Request:
Rewrite the records from their first line through the line containing "positive clicks: (50, 312)", replacing "rough mask" with "coarse mask" and leaving everything else unchanged.
[Data to use — start]
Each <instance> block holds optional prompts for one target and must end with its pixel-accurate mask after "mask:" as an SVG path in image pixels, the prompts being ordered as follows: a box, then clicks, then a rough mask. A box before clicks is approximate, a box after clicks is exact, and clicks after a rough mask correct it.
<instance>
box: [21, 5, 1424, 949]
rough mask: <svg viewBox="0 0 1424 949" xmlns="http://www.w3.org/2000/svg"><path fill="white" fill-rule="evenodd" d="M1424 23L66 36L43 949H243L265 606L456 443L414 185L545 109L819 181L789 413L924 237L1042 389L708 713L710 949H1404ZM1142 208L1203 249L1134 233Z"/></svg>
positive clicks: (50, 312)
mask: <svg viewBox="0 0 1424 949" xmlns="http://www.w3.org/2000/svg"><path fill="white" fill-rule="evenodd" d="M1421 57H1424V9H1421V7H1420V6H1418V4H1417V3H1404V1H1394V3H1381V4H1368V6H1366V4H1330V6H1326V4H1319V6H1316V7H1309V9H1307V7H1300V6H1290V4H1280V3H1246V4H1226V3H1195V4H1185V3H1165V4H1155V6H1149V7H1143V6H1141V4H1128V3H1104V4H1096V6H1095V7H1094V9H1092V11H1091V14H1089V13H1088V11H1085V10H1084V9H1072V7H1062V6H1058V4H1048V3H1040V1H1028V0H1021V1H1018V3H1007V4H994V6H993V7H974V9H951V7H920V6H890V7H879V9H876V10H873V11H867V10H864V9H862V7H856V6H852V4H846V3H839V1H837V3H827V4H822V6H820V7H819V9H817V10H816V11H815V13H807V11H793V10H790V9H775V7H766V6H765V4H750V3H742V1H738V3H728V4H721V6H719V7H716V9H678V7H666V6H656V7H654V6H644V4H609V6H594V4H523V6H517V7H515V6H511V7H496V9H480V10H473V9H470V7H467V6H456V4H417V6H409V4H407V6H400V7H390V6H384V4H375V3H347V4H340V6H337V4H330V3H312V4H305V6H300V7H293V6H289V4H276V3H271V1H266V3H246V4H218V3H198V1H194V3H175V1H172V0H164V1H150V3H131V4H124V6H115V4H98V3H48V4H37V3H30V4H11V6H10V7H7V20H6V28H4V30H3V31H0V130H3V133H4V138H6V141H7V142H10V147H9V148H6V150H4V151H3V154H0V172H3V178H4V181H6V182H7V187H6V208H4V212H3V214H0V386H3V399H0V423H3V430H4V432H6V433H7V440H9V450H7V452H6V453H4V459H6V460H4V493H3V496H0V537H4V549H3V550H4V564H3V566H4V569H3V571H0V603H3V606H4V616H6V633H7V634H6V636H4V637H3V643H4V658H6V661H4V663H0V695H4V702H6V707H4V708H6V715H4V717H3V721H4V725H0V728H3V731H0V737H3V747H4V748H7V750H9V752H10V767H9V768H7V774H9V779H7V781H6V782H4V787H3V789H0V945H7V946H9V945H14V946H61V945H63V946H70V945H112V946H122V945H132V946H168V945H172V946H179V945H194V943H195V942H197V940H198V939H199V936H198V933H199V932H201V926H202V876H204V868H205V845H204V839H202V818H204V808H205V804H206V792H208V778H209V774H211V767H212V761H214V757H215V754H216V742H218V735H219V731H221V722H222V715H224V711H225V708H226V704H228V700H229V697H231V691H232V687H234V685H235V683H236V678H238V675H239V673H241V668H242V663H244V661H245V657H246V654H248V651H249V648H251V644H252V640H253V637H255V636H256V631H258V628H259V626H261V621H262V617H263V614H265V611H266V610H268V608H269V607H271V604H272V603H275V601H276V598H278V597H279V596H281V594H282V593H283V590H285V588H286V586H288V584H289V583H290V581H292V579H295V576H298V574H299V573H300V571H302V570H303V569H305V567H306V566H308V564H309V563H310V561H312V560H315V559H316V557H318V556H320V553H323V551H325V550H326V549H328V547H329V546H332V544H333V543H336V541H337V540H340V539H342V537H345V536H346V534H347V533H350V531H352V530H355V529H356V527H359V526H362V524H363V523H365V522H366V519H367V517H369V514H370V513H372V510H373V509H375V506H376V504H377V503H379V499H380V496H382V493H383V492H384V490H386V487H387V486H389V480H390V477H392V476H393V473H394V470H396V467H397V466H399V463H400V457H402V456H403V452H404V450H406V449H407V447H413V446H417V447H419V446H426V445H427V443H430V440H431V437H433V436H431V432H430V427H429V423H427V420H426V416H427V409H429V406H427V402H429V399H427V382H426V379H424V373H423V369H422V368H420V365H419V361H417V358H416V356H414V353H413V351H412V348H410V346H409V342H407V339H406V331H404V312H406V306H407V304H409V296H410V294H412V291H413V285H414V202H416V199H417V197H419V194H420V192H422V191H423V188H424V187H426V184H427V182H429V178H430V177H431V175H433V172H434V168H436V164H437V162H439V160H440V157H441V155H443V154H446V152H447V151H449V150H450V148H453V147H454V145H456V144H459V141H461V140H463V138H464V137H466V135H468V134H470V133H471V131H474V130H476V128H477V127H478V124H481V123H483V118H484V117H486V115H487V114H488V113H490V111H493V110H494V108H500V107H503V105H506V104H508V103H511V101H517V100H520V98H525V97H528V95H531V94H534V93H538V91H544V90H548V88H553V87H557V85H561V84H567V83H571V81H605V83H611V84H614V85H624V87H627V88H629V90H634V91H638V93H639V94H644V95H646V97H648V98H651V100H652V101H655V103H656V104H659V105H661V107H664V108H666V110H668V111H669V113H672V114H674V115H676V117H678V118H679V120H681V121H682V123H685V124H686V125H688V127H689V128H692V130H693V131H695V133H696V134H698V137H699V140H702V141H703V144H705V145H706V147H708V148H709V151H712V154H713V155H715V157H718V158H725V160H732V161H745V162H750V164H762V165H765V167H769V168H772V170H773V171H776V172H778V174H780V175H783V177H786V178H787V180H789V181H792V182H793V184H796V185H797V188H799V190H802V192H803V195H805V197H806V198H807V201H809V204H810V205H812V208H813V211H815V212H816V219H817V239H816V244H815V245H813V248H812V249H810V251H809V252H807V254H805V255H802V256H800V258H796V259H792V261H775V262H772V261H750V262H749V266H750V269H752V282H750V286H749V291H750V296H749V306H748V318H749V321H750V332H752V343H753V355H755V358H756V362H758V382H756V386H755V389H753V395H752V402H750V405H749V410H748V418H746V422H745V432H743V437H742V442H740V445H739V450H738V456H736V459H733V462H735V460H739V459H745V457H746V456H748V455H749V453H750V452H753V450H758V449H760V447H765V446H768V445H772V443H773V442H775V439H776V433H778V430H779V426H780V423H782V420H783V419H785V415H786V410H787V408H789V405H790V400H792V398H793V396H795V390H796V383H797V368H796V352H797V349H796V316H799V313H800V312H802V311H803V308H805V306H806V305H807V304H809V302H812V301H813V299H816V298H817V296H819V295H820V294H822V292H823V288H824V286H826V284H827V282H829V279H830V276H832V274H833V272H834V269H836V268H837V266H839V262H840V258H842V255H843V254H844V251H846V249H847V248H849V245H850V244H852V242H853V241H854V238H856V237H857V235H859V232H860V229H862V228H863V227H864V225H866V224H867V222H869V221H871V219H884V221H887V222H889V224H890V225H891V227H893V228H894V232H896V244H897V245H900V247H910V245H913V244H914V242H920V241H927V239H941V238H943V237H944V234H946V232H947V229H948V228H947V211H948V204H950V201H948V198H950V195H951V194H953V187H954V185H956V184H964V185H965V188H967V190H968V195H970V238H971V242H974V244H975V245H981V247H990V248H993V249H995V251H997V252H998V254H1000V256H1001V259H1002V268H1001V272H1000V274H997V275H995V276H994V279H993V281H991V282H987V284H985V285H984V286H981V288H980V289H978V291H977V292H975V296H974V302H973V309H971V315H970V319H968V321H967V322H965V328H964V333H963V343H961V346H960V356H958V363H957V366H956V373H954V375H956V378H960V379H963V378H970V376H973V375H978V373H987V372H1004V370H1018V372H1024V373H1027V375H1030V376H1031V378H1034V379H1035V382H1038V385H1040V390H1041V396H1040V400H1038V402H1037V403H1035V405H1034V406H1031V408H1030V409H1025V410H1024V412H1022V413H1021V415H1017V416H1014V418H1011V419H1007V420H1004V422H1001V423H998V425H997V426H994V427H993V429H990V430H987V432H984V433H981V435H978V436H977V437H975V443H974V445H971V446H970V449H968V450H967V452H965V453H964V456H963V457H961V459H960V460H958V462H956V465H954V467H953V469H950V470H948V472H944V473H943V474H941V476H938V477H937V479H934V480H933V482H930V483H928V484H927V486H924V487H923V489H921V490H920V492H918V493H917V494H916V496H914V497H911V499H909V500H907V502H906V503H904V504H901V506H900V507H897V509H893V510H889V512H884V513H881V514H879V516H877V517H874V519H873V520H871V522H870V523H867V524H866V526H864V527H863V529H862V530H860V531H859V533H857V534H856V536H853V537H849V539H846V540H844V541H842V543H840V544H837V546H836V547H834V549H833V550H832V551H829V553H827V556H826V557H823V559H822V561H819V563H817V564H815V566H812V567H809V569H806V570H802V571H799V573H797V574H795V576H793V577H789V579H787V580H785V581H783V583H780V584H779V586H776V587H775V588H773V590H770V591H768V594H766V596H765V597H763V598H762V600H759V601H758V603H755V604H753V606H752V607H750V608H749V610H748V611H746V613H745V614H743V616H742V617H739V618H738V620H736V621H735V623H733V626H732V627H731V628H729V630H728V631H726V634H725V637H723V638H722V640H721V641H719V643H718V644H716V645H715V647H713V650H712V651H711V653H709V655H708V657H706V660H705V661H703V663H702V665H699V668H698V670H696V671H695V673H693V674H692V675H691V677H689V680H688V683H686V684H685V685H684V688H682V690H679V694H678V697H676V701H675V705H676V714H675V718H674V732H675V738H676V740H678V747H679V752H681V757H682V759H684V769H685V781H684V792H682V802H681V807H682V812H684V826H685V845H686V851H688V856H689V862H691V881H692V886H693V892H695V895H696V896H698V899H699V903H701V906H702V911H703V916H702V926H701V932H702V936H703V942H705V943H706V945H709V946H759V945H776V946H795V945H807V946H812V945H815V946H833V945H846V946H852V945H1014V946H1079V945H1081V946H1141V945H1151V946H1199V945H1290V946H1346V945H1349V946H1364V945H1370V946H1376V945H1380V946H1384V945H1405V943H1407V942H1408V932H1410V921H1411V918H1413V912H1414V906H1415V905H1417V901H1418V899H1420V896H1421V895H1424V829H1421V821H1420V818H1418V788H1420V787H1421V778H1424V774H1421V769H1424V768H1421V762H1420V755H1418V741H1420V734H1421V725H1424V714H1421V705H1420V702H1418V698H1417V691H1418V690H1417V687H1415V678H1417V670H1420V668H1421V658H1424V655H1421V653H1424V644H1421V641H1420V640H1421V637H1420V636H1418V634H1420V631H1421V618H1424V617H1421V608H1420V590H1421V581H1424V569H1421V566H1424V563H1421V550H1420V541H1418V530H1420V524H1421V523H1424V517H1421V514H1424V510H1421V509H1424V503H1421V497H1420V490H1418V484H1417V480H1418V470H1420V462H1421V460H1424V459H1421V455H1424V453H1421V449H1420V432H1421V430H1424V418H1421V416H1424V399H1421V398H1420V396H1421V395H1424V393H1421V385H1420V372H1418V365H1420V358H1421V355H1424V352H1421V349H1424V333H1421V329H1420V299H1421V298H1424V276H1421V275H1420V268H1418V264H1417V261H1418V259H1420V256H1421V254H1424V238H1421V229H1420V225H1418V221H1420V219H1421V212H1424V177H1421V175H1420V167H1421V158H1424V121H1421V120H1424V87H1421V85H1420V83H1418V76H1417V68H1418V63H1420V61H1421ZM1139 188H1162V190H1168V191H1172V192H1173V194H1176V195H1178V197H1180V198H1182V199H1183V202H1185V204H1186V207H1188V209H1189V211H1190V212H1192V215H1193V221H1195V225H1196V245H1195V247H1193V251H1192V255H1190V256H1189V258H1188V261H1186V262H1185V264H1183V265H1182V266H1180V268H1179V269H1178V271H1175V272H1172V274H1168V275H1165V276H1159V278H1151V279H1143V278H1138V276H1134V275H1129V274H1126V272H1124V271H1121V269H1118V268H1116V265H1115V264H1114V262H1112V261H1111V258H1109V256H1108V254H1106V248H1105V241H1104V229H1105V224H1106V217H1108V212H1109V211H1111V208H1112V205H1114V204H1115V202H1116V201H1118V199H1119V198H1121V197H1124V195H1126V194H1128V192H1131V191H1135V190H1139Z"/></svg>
[Data to use — finish]
Exercise solution:
Each <instance> block holds optional prompts for one target and must end with its pixel-accurate mask after "mask:" as an SVG path in image pixels, the prompts being ordered as follows: a box, then clicks, then a coarse mask. A box before clicks is approximate, a box after clicks is exact, and clicks after a coarse mask correct it.
<instance>
box: [21, 5, 1424, 949]
coarse mask: <svg viewBox="0 0 1424 949" xmlns="http://www.w3.org/2000/svg"><path fill="white" fill-rule="evenodd" d="M1424 23L66 36L43 949H243L265 606L456 443L414 185L545 109L819 181L789 413L924 237L1042 389L708 713L710 949H1404ZM1142 208L1203 249L1134 233Z"/></svg>
positive clicks: (50, 312)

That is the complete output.